━━ The records
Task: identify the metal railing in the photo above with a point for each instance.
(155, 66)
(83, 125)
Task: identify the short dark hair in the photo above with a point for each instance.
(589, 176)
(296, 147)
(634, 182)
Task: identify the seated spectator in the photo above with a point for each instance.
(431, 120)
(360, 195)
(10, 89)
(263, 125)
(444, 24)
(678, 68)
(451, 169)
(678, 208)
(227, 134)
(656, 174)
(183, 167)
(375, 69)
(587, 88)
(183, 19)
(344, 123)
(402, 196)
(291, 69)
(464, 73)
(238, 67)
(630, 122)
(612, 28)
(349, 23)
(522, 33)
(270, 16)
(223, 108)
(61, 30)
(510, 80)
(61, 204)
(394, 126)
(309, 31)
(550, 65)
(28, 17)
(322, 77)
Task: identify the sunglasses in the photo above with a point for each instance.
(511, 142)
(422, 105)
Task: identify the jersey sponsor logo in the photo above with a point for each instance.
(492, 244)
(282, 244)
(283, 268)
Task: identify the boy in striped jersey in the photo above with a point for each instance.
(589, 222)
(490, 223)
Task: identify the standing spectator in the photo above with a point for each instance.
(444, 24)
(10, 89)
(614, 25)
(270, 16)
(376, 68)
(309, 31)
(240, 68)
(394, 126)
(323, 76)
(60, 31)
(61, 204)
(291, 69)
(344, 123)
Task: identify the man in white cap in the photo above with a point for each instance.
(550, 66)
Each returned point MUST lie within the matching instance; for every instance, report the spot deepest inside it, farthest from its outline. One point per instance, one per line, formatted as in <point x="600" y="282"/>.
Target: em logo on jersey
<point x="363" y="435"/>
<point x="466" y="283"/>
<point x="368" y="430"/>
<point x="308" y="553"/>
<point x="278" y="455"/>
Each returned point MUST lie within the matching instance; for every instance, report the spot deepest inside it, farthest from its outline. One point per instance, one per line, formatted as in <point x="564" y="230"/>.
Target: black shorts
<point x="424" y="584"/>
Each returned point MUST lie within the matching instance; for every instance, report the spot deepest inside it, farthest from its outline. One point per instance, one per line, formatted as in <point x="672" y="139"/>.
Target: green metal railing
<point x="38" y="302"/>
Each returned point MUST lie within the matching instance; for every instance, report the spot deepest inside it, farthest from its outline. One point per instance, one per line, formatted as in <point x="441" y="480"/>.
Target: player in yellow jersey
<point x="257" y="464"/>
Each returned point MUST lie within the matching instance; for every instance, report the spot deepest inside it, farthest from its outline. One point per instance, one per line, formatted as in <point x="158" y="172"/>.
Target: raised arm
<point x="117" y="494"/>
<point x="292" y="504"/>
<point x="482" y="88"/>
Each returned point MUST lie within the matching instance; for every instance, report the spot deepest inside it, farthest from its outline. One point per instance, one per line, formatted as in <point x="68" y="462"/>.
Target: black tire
━━━━
**Instructions to follow:** Repeat the data exactly. Leave nothing out.

**Response:**
Task: identify the metal railing in the photo above with a point for each instance.
(155, 66)
(83, 125)
Task: identify the short dark hair in the photo above with a point for each instance.
(589, 176)
(296, 147)
(634, 182)
Task: identify the seated spectator in the photo above with a point for each instance.
(431, 120)
(360, 195)
(10, 89)
(263, 125)
(444, 24)
(678, 68)
(451, 169)
(678, 208)
(227, 134)
(656, 174)
(183, 167)
(375, 69)
(587, 88)
(183, 19)
(344, 123)
(402, 196)
(291, 69)
(464, 73)
(238, 67)
(630, 122)
(612, 28)
(349, 23)
(522, 33)
(270, 16)
(223, 108)
(61, 30)
(510, 80)
(61, 204)
(394, 126)
(309, 31)
(550, 65)
(28, 17)
(322, 77)
Task: identify the sunglasses in the photo above with a point for each instance.
(511, 142)
(422, 105)
Task: identify the jersey sponsor logo in the photo above with a point for each instance.
(492, 244)
(282, 244)
(283, 268)
Task: identify the boy in striped jersey in the photo above with a point for each instance.
(589, 222)
(490, 223)
Task: identify the standing spectator in the photo above with a point for each instance.
(444, 24)
(10, 89)
(614, 25)
(270, 16)
(376, 68)
(309, 31)
(240, 68)
(394, 126)
(323, 76)
(60, 31)
(61, 204)
(291, 69)
(344, 123)
Task: identify the man in white cap in the photo above with a point for each instance.
(550, 66)
Each returned point MUST lie within the matching instance; for every instance, report the spot deepest inside it, farthest from its outline. One point per instance, one per line, formatted as in <point x="600" y="282"/>.
Target: em logo on jersey
<point x="363" y="435"/>
<point x="466" y="283"/>
<point x="368" y="430"/>
<point x="308" y="553"/>
<point x="278" y="455"/>
Each returned point MUST lie within the matching instance; for every instance, report the spot deepest inside it, farthest from its outline. One point per instance, one per line, formatted as in <point x="564" y="230"/>.
Target: black shorts
<point x="424" y="584"/>
Each returned point MUST lie within the matching instance; for every instance, report the spot deepest inside it, farthest from its outline. One point per instance, one per line, formatted as in <point x="672" y="139"/>.
Target: green metal railing
<point x="38" y="302"/>
Each returned point MUST lie within the matching instance; for every instance, report the spot deepest inside it, farthest from its outline. One point per instance, one per line, formatted as in <point x="441" y="480"/>.
Target: player in yellow jersey
<point x="257" y="464"/>
Each returned point MUST lie within the matching instance; for every instance, report the spot deepest inside it, farthest from its outline. One point per instance, one per line, formatted as in <point x="158" y="172"/>.
Target: raised arm
<point x="117" y="494"/>
<point x="292" y="504"/>
<point x="482" y="88"/>
Each returned point MUST lie within the matching instance; for every instance, report the spot deepest inside it, farthest from its outline. One point per instance, one per line, formatted as in <point x="68" y="462"/>.
Target: black tire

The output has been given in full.